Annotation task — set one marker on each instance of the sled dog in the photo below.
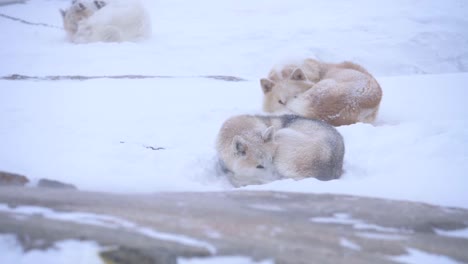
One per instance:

--

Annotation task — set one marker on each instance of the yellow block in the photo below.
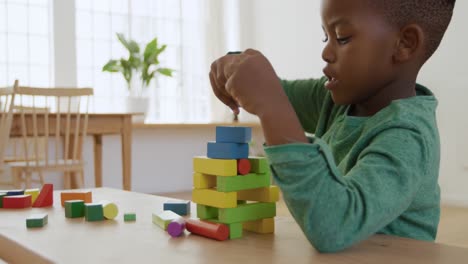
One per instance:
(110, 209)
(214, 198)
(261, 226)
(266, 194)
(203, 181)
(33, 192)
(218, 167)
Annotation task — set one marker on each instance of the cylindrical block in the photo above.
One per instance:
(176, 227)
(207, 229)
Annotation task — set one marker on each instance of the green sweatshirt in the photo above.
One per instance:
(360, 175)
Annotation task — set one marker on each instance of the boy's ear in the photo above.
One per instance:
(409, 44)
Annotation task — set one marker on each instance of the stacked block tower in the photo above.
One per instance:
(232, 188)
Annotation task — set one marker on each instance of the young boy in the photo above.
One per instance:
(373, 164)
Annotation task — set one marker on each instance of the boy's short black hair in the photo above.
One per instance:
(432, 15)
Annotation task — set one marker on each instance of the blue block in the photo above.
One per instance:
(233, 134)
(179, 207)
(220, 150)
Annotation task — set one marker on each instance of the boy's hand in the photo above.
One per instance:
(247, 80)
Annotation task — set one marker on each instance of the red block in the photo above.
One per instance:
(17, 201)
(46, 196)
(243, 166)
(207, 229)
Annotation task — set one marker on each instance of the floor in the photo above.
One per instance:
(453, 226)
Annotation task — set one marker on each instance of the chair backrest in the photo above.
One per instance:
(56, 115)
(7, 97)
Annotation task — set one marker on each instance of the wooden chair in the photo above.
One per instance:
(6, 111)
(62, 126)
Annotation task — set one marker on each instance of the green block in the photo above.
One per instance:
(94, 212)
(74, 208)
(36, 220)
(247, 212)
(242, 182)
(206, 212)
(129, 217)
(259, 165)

---

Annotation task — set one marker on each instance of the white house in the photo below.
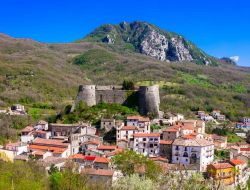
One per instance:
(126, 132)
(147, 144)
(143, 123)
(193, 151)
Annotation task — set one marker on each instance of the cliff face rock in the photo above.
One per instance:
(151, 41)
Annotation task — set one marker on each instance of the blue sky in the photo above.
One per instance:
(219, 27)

**WHAT THE EXERCISE ASKS**
Your task is to copy every line in the entries that holds the string "below".

**TASK SOLUTION**
Annotation task — set one marker on each instance of the sled dog in the photo below.
Annotation task — set one marker on each instance of the yellow block in the photo below.
Annotation task — set one marker on each instance of the white house in the photo below.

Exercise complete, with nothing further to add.